→ Directive:
Exclude images, then output the remaining data verbatim.

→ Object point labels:

☆ ☆ ☆ ☆ ☆ ☆ ☆

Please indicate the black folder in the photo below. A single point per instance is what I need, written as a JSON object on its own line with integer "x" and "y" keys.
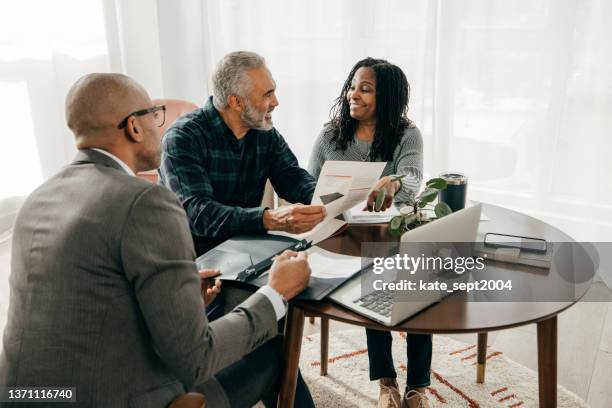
{"x": 238, "y": 256}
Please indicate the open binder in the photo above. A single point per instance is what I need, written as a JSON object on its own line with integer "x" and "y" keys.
{"x": 247, "y": 258}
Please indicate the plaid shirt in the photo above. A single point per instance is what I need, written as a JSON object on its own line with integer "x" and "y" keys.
{"x": 220, "y": 180}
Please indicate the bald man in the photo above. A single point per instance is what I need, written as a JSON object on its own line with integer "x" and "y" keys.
{"x": 105, "y": 295}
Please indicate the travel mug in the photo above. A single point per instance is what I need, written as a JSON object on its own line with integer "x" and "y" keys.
{"x": 455, "y": 192}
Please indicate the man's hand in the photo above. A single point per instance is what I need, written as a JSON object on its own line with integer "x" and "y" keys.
{"x": 295, "y": 218}
{"x": 210, "y": 287}
{"x": 391, "y": 188}
{"x": 290, "y": 273}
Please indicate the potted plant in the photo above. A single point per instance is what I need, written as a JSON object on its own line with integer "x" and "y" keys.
{"x": 415, "y": 213}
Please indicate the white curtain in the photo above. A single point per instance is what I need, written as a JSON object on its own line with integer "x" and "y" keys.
{"x": 514, "y": 94}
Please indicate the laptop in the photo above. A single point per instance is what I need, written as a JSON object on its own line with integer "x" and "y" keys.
{"x": 380, "y": 306}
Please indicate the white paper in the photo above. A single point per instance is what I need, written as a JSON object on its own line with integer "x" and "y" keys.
{"x": 321, "y": 232}
{"x": 327, "y": 265}
{"x": 350, "y": 181}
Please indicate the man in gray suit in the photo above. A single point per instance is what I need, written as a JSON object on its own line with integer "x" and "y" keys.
{"x": 105, "y": 294}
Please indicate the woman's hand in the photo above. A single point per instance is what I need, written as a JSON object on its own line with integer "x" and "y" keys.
{"x": 390, "y": 185}
{"x": 210, "y": 287}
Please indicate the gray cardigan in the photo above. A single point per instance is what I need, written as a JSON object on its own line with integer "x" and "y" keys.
{"x": 407, "y": 158}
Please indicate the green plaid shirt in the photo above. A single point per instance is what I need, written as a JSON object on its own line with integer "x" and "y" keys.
{"x": 220, "y": 180}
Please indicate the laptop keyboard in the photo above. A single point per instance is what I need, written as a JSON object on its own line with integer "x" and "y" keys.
{"x": 380, "y": 302}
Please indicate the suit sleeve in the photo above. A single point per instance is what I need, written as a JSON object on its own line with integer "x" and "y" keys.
{"x": 158, "y": 259}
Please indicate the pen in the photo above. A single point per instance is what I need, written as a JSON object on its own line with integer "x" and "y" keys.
{"x": 253, "y": 272}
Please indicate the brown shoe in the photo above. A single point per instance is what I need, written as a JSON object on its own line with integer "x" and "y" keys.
{"x": 415, "y": 399}
{"x": 388, "y": 396}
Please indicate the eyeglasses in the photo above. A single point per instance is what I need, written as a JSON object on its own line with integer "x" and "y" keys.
{"x": 158, "y": 111}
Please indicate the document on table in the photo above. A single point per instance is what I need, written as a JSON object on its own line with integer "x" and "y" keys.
{"x": 341, "y": 186}
{"x": 328, "y": 265}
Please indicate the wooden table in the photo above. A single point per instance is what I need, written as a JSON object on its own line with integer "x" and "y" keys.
{"x": 454, "y": 314}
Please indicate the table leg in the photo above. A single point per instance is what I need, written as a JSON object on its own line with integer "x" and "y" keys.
{"x": 324, "y": 344}
{"x": 294, "y": 329}
{"x": 482, "y": 357}
{"x": 547, "y": 362}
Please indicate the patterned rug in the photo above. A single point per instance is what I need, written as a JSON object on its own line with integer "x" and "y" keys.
{"x": 507, "y": 384}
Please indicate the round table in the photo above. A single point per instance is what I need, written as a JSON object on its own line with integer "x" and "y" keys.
{"x": 453, "y": 314}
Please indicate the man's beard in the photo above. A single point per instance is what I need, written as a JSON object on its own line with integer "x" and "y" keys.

☆ ☆ ☆ ☆ ☆ ☆ ☆

→ The response:
Please indicate the black folder in the photo below. A single point per instance is what I need, written as a JSON object on its own line with integer "x" and "y" keys.
{"x": 238, "y": 256}
Please indicate the open binder in the photo above. A single point per instance is what I need, written as a JSON object on its own line with integer "x" and "y" keys.
{"x": 247, "y": 258}
Please indicate the plaid shirt in the photo above. A single point per instance is what I need, written as a JSON object on its own line with integer "x" and "y" keys.
{"x": 220, "y": 180}
Please indicate the bald man in the photo above. A single point per instance is what I need, written as a JSON object on its own line with integer "x" and "y" keys.
{"x": 105, "y": 295}
Please indicate the travel mug in the photo above. A single point per instance is what I need, written as a JSON object on its own line with integer "x" and "y" keys.
{"x": 455, "y": 192}
Please indicate the man's hand in the photo above. A single point per instance is what I need, written as a JSON object on its own line with integer "x" and "y" keys.
{"x": 295, "y": 218}
{"x": 210, "y": 287}
{"x": 391, "y": 188}
{"x": 290, "y": 273}
Please indicate the potted plant in the photo above. A single point per instance is what I need, written as a JSON object on its own line with integer "x" and "y" keys.
{"x": 415, "y": 213}
Please indicate the white curtain in the photo above. A single point per instance is what I need, written as a JSON object on its own line with integer "x" and "y" keys.
{"x": 514, "y": 94}
Please indicate the laptop in the photo above. A single point per instance is what I need, written as a JSON object on its own line with integer "x" and "y" keys.
{"x": 380, "y": 306}
Please indicate the white paper in the photo above. A single point per instance is what I need, written as a JSON object on its own line with integer "x" and "y" keys.
{"x": 321, "y": 232}
{"x": 327, "y": 265}
{"x": 350, "y": 181}
Please indicate the man in gray suit in the photo above. A single point per instance is what I need, written as a JSON object on its own line with integer "x" and "y" keys.
{"x": 105, "y": 294}
Please indicate the woman's hand in the photo above. A single point per instance is what I need, written as a JSON object on its own line with integer "x" and "y" keys.
{"x": 390, "y": 185}
{"x": 210, "y": 287}
Please indicate the gray cardigan in the photo above. A single point per instance is what I need, written as a JSON object on its own line with integer "x" and "y" keys.
{"x": 407, "y": 158}
Please indicate the green plaid shirt in the photo above. A single point per instance is what I need, written as a JSON object on its own line with integer "x" and "y" keys.
{"x": 220, "y": 180}
Please indicate the laptop keyboard in the photo above. A single point per instance is what I need, written as a JSON object on its own line with integer "x" and "y" keys.
{"x": 380, "y": 302}
Please indicate the suit sleeve in the photo above. A single point per instance is what I need, written as a JSON object on its own line with integer "x" and "y" keys.
{"x": 158, "y": 259}
Please indicate the pen in the photo above. A single point per instance is what I need, written as a JSON object on its own line with integer "x" and "y" keys.
{"x": 253, "y": 272}
Please indicate the brown shoe in the photo above. A single point per instance is what I need, written as a JSON object on its own line with integer "x" and "y" keys.
{"x": 415, "y": 399}
{"x": 388, "y": 396}
Please indicate the eyeglasses in the photo above. A single point per instance is what I need, written as a JSON object on its own line with integer "x" and "y" keys.
{"x": 158, "y": 111}
Please indicate the document on table in the photo above. A single point per instance is what I need, written as a JSON object on its own line with integer "x" and "y" keys.
{"x": 341, "y": 186}
{"x": 328, "y": 265}
Please indicate the wooden table in the photo above. A single point per instance is what I need, written as a JSON object on its own line with integer "x" and "y" keys.
{"x": 454, "y": 314}
Please indicate the table leg in the photo above. A single point per instance is what I need, written as a JSON object on its own line with integer "x" and "y" keys.
{"x": 324, "y": 344}
{"x": 294, "y": 329}
{"x": 482, "y": 357}
{"x": 547, "y": 362}
Please indicate the patterned rug in the photo above. A single point per instance is what I need, written as a JSON object on its own line with integer "x" and "y" keys.
{"x": 507, "y": 384}
Please indicate the round table in the photo above. A single point per instance is what I need, written as a JSON object on its own line with integer "x" and "y" keys.
{"x": 453, "y": 314}
Please indicate the man's beard in the photo above. A single point per instance is what I need, written as a JSON object on its own line with integer "x" and "y" keys.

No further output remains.